STATED GOAL:
Please render the data from its beginning up to and including the line containing "[[176, 60], [23, 77], [324, 90], [40, 68], [233, 76]]" as a numbered list, dropping blank lines and leaving out the pictures.

STORED DATA:
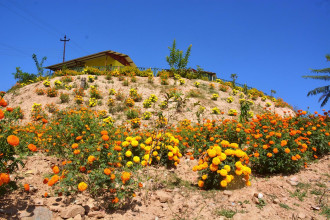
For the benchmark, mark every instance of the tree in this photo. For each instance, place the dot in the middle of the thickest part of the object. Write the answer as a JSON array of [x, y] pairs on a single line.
[[176, 60], [23, 77], [324, 90], [40, 68], [233, 76]]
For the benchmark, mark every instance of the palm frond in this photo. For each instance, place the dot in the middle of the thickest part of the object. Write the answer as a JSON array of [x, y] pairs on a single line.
[[326, 78], [325, 99], [323, 89], [325, 70]]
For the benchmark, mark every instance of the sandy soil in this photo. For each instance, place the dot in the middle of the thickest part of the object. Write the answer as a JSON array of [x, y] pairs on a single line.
[[26, 97], [173, 194]]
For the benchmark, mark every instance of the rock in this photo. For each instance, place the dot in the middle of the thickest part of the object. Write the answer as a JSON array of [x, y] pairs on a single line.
[[25, 214], [72, 211], [294, 179], [315, 207], [227, 193], [39, 213], [292, 183], [301, 215], [163, 197], [96, 214], [55, 208], [256, 200], [276, 201], [38, 202]]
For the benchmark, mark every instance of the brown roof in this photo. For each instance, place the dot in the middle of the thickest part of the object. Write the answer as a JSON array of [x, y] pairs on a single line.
[[122, 58]]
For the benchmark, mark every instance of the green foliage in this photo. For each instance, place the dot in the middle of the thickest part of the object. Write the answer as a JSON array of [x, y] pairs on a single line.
[[176, 60], [23, 77], [39, 66], [324, 90]]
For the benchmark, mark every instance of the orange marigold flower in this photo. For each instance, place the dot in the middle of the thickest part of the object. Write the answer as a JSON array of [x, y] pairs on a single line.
[[74, 146], [82, 186], [104, 132], [26, 187], [5, 178], [56, 170], [125, 176], [105, 137], [107, 171], [32, 147], [115, 200], [13, 140], [2, 115]]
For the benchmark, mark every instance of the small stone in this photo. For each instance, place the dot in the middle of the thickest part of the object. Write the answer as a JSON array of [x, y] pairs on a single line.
[[256, 200], [227, 193], [163, 197], [96, 214], [276, 201], [315, 207], [301, 215], [39, 202], [72, 211]]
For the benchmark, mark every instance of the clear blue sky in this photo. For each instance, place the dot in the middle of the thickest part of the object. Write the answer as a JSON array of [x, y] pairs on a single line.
[[268, 44]]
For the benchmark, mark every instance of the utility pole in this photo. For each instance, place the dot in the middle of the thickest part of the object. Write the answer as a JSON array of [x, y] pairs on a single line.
[[65, 40]]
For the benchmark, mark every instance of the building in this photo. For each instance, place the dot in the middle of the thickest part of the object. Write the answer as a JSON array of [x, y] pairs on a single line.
[[105, 58]]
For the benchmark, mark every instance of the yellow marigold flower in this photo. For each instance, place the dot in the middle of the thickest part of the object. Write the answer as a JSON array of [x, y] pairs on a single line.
[[223, 157], [212, 153], [228, 179], [148, 141], [238, 172], [125, 144], [128, 153], [136, 159], [233, 145], [134, 143], [238, 164], [213, 167], [82, 186], [216, 161], [227, 167], [223, 183], [223, 172]]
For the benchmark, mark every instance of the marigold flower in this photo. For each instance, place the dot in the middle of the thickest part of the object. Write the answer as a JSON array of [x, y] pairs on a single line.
[[32, 147], [56, 170], [107, 171], [223, 183], [13, 140], [26, 187], [284, 143], [82, 186], [136, 159]]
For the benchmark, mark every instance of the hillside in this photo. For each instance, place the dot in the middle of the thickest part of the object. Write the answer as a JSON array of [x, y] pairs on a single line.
[[25, 98], [133, 148]]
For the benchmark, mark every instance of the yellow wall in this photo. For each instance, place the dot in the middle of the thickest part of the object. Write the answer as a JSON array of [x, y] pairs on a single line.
[[101, 62]]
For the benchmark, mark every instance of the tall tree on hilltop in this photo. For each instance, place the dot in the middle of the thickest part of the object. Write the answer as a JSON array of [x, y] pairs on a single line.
[[176, 60], [324, 90]]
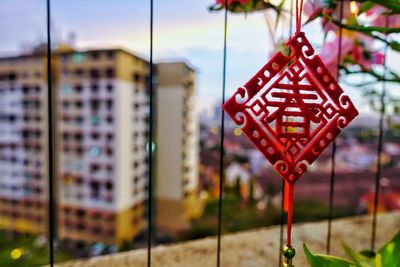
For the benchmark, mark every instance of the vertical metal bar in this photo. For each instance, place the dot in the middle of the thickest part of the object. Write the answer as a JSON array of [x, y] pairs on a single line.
[[283, 181], [333, 154], [150, 146], [379, 151], [222, 132], [50, 136]]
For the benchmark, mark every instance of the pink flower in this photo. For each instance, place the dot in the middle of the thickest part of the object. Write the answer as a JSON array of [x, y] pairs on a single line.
[[242, 2], [377, 58], [314, 7], [382, 20]]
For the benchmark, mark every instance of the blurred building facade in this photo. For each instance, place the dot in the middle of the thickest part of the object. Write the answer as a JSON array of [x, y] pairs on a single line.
[[177, 148], [102, 119], [103, 109], [23, 144]]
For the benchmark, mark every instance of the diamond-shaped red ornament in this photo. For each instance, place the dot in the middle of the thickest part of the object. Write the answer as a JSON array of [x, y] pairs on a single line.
[[292, 109]]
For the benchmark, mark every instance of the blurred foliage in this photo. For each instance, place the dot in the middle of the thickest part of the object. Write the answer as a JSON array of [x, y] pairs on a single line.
[[387, 256], [30, 251]]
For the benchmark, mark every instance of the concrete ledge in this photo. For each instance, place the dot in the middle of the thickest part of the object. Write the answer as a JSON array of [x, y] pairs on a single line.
[[255, 248]]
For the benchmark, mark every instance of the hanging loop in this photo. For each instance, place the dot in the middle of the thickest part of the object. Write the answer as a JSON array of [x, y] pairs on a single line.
[[299, 13]]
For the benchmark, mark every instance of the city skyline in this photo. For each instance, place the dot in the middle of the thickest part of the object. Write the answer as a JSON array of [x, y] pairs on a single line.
[[182, 30]]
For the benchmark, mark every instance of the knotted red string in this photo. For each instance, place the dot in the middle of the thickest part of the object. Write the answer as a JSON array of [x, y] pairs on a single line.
[[288, 207]]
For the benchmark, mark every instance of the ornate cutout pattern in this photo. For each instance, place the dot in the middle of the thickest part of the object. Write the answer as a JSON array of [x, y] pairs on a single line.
[[292, 113]]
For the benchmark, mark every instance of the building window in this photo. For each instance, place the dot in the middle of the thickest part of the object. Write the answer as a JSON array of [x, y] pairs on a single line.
[[110, 73], [95, 55], [95, 152], [78, 88], [109, 88], [94, 73]]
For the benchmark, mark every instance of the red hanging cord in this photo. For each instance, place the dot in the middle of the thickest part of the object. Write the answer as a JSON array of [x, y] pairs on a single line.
[[288, 207], [299, 13]]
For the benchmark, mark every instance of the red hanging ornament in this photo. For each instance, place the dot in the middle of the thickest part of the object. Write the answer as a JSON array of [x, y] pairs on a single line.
[[292, 109]]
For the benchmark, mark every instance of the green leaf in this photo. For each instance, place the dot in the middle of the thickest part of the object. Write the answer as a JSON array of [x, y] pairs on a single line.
[[388, 255], [363, 259], [366, 6], [392, 5], [319, 260]]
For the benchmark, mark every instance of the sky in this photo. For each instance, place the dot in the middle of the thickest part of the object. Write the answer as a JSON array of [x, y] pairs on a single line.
[[183, 30]]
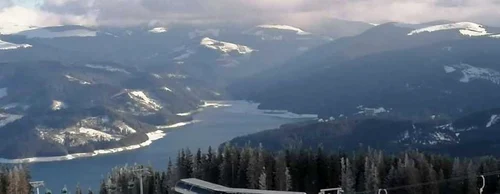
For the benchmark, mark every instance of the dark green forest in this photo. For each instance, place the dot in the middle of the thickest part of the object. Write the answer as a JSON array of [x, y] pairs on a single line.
[[305, 170], [309, 170]]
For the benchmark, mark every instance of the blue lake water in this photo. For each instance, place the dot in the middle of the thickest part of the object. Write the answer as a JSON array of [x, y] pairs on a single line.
[[217, 126]]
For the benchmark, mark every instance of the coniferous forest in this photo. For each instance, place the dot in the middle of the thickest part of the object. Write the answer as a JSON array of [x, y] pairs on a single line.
[[309, 170], [305, 170]]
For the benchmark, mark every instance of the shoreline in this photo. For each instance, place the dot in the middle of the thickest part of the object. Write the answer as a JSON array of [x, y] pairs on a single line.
[[152, 136]]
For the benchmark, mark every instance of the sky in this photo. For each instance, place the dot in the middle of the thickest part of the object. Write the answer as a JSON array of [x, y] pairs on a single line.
[[132, 12]]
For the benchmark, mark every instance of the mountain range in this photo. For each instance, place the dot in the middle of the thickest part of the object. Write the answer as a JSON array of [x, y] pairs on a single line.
[[75, 89]]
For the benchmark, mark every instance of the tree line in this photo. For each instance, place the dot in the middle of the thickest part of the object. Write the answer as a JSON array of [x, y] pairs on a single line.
[[309, 170]]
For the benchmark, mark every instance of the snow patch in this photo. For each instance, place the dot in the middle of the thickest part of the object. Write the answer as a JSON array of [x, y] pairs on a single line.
[[176, 125], [11, 46], [285, 27], [124, 128], [371, 111], [8, 118], [142, 98], [158, 30], [57, 105], [493, 120], [106, 68], [3, 92], [73, 79], [465, 28], [225, 47], [473, 73], [449, 69], [152, 136]]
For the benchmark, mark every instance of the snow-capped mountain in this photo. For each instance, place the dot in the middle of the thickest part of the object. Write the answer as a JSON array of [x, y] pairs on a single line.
[[419, 72], [464, 28], [225, 47], [298, 31]]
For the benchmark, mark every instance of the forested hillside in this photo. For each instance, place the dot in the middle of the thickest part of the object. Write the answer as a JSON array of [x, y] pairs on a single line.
[[309, 170]]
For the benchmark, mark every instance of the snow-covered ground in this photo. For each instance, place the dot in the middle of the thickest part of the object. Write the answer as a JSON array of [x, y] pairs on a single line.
[[251, 108], [11, 46], [158, 30], [176, 125], [142, 98], [471, 73], [225, 47], [73, 79], [47, 33], [106, 68], [285, 27], [371, 111], [152, 136], [8, 118], [465, 28]]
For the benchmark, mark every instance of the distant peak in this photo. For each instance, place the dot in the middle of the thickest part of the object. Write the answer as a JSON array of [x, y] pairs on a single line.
[[284, 27], [465, 28], [225, 47]]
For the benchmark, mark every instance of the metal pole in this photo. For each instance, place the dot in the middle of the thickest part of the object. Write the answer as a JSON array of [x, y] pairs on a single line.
[[37, 185], [140, 184]]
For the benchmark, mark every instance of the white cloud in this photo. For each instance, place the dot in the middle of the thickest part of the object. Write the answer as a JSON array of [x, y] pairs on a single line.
[[123, 12]]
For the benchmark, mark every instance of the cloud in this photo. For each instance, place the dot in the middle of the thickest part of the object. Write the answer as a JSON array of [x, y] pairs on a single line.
[[127, 12]]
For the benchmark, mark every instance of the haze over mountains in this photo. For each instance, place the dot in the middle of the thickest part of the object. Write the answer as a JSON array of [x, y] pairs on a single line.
[[79, 89], [75, 89]]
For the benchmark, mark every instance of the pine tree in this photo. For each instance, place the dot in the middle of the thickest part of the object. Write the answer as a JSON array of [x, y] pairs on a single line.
[[253, 170], [281, 177], [198, 169], [472, 179], [78, 190], [243, 166], [226, 167], [288, 179], [263, 180], [347, 176]]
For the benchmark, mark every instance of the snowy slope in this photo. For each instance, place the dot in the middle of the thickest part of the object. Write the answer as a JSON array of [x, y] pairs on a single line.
[[470, 73], [284, 27], [10, 46], [225, 47], [465, 28], [141, 98]]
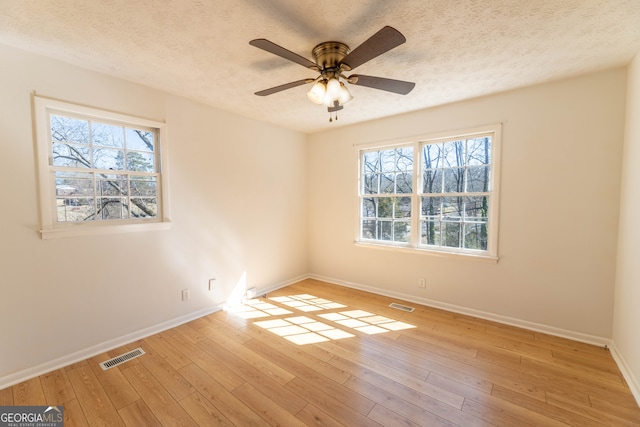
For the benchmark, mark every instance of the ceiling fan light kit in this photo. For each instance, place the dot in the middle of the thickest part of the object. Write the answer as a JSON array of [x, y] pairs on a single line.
[[332, 59]]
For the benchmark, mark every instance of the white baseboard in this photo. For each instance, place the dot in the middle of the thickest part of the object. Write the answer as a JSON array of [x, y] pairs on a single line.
[[52, 365], [537, 327], [632, 382]]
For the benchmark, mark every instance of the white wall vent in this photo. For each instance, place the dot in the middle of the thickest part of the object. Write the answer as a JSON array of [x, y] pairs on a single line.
[[119, 360], [401, 307]]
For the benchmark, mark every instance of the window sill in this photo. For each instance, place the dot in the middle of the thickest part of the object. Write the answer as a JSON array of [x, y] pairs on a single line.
[[443, 254], [88, 230]]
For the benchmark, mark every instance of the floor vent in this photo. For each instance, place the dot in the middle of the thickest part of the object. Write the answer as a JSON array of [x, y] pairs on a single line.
[[401, 307], [121, 359]]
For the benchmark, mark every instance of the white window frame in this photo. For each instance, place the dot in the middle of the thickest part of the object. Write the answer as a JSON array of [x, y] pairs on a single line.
[[414, 246], [51, 228]]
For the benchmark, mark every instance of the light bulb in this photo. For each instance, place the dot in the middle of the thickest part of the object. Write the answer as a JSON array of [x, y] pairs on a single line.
[[316, 93]]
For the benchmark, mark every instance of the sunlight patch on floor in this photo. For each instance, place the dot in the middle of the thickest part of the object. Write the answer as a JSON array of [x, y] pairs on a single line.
[[303, 330], [306, 330]]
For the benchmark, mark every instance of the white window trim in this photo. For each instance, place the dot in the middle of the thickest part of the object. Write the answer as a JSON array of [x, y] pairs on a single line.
[[50, 228], [491, 255]]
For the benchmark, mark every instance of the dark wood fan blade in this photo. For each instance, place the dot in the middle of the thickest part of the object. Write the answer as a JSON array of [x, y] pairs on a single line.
[[382, 41], [271, 47], [390, 85], [283, 87]]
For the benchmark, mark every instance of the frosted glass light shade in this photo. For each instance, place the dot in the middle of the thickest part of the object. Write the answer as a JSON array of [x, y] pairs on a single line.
[[317, 93]]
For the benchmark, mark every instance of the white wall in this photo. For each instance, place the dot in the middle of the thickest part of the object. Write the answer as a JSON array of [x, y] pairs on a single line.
[[560, 175], [626, 326], [238, 204]]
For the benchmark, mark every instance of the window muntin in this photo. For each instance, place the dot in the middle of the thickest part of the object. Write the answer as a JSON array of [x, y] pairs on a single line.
[[97, 168], [434, 194]]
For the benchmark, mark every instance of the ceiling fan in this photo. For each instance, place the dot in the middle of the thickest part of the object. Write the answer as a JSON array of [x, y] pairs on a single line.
[[332, 60]]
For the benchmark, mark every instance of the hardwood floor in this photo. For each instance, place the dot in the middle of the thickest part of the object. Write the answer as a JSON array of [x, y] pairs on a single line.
[[323, 355]]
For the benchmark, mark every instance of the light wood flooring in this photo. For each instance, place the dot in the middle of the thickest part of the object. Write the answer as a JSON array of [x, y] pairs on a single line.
[[320, 354]]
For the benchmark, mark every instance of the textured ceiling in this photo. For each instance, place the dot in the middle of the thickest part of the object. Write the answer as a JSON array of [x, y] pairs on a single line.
[[455, 49]]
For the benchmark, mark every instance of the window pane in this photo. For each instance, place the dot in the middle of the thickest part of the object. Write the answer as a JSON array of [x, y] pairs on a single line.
[[140, 140], [67, 129], [477, 179], [384, 230], [404, 183], [111, 185], [143, 186], [405, 159], [112, 208], [431, 206], [476, 208], [371, 162], [369, 229], [386, 183], [403, 207], [430, 232], [432, 156], [452, 208], [479, 151], [108, 159], [453, 153], [385, 207], [388, 160], [74, 209], [432, 181], [369, 207], [371, 184], [143, 207], [454, 180], [140, 162], [107, 135], [71, 155], [74, 184], [401, 231], [475, 236], [451, 234]]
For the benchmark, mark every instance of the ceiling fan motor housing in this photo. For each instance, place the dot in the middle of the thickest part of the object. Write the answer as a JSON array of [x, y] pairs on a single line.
[[329, 54]]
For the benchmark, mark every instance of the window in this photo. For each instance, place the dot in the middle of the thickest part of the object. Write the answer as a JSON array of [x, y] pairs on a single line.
[[99, 171], [434, 194]]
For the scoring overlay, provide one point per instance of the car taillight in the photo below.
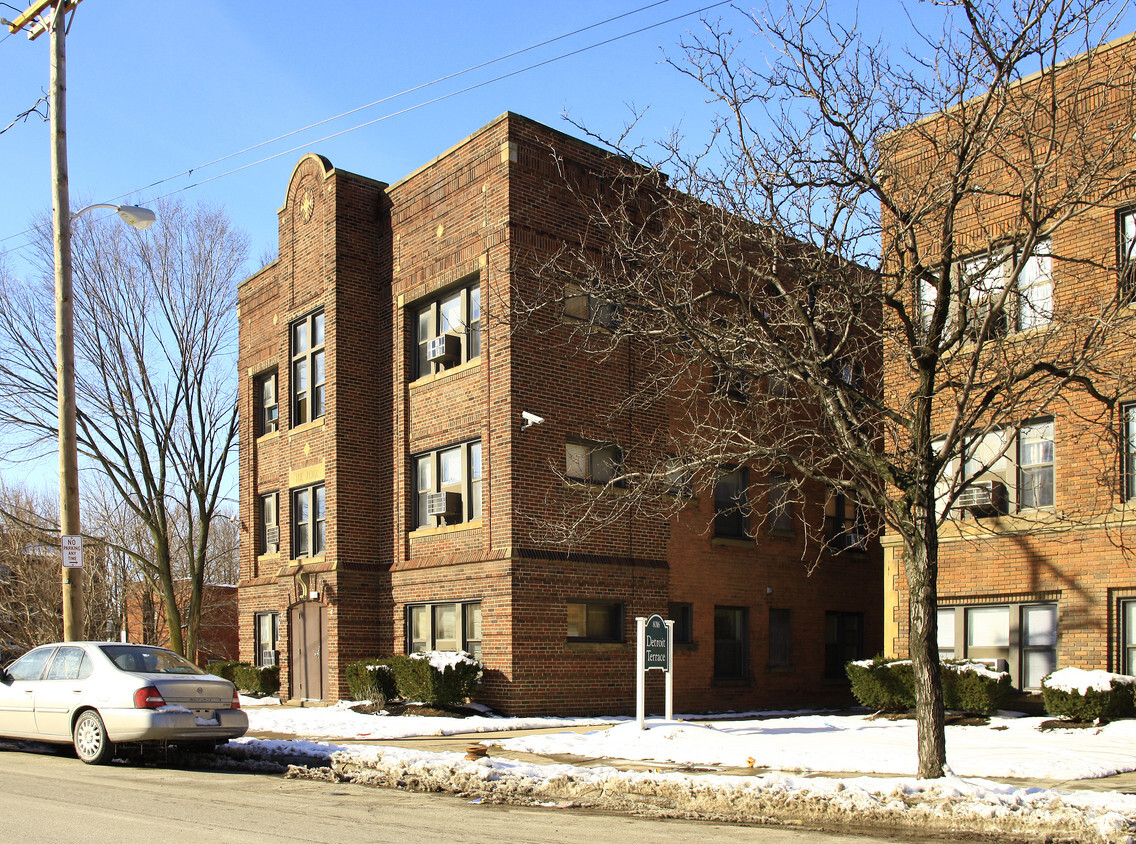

ANSWER TO THE PROBLEM:
1. For the benchmark, mark every instance of the tree in this photo. For each instance, place the dot in the middle of the thickest part of the object. Write the answer as a JSON array of [x, y] pairs on a single line.
2. [[176, 60], [23, 77], [324, 90], [40, 68], [233, 76]]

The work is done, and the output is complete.